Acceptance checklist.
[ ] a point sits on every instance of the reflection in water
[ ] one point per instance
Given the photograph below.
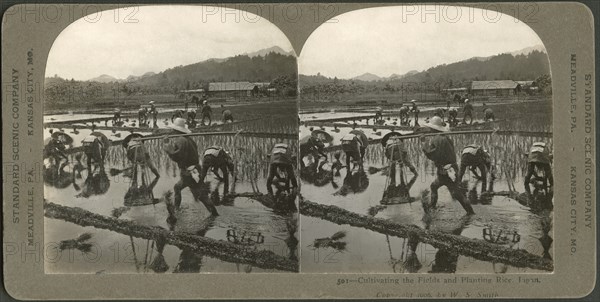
(141, 195)
(58, 178)
(354, 182)
(96, 183)
(398, 193)
(314, 173)
(445, 260)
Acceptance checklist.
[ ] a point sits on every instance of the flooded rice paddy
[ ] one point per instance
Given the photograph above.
(500, 220)
(244, 221)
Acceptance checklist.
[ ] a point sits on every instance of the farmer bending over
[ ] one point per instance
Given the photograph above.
(475, 158)
(355, 145)
(206, 113)
(404, 115)
(117, 116)
(216, 158)
(311, 145)
(415, 111)
(452, 116)
(281, 161)
(95, 147)
(395, 151)
(55, 149)
(539, 157)
(138, 154)
(177, 114)
(227, 116)
(440, 150)
(468, 111)
(184, 151)
(488, 113)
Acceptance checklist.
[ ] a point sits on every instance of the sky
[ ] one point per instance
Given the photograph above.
(163, 37)
(391, 40)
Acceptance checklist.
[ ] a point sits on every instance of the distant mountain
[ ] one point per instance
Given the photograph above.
(104, 79)
(528, 50)
(460, 74)
(265, 51)
(367, 77)
(133, 78)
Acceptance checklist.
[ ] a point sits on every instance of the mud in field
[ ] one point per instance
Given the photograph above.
(242, 221)
(499, 219)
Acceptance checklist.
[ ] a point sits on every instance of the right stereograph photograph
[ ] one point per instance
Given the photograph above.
(425, 144)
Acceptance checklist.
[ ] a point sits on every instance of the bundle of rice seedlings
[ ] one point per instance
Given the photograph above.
(78, 243)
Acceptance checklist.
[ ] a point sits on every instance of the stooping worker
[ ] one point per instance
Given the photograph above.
(95, 147)
(354, 145)
(475, 158)
(191, 119)
(206, 113)
(227, 116)
(142, 115)
(154, 112)
(440, 150)
(216, 158)
(488, 114)
(396, 152)
(404, 114)
(539, 157)
(176, 114)
(138, 154)
(281, 162)
(439, 112)
(378, 114)
(311, 145)
(452, 116)
(116, 116)
(415, 111)
(55, 148)
(468, 112)
(184, 151)
(196, 101)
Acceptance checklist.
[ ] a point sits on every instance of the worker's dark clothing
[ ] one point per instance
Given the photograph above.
(468, 111)
(311, 145)
(206, 113)
(475, 157)
(142, 117)
(415, 111)
(440, 150)
(281, 160)
(227, 116)
(138, 155)
(452, 115)
(395, 150)
(489, 114)
(217, 158)
(539, 157)
(116, 117)
(177, 114)
(95, 147)
(196, 101)
(355, 147)
(404, 115)
(191, 119)
(184, 152)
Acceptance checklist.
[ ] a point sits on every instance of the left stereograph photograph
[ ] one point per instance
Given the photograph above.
(170, 144)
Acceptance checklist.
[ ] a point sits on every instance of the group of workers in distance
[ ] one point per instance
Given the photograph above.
(468, 113)
(440, 150)
(147, 114)
(193, 163)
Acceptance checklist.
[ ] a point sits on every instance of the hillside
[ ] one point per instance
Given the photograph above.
(279, 70)
(499, 67)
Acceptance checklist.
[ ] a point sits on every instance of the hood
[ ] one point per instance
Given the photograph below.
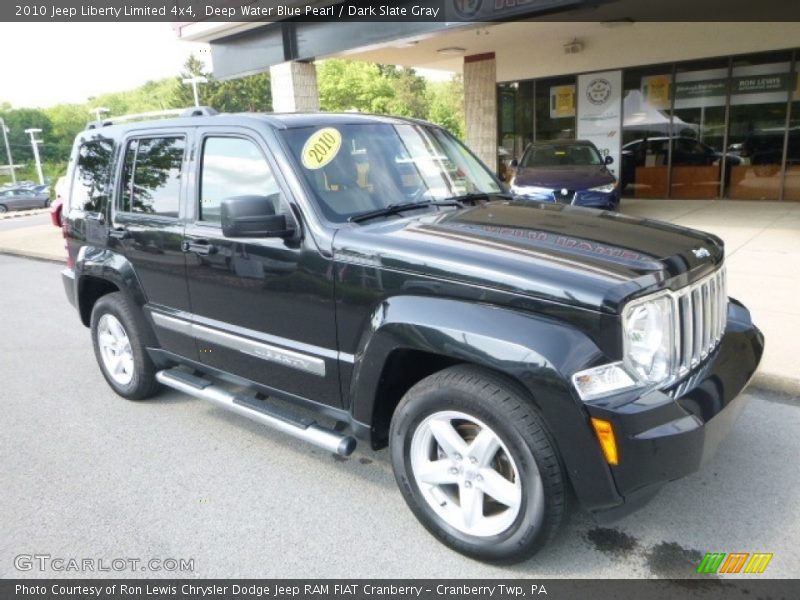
(572, 255)
(572, 178)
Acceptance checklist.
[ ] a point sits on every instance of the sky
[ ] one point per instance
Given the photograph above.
(42, 64)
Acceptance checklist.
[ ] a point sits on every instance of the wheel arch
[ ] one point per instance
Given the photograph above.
(535, 355)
++++++
• Problem requirements
Scan the listing above, and wherever a line holds the string "stereograph", copy that line.

• Result of the task
[ ] a point sits on every instance of the right stereograph photograph
[ ] a point sits on every instance of the left stereograph photograph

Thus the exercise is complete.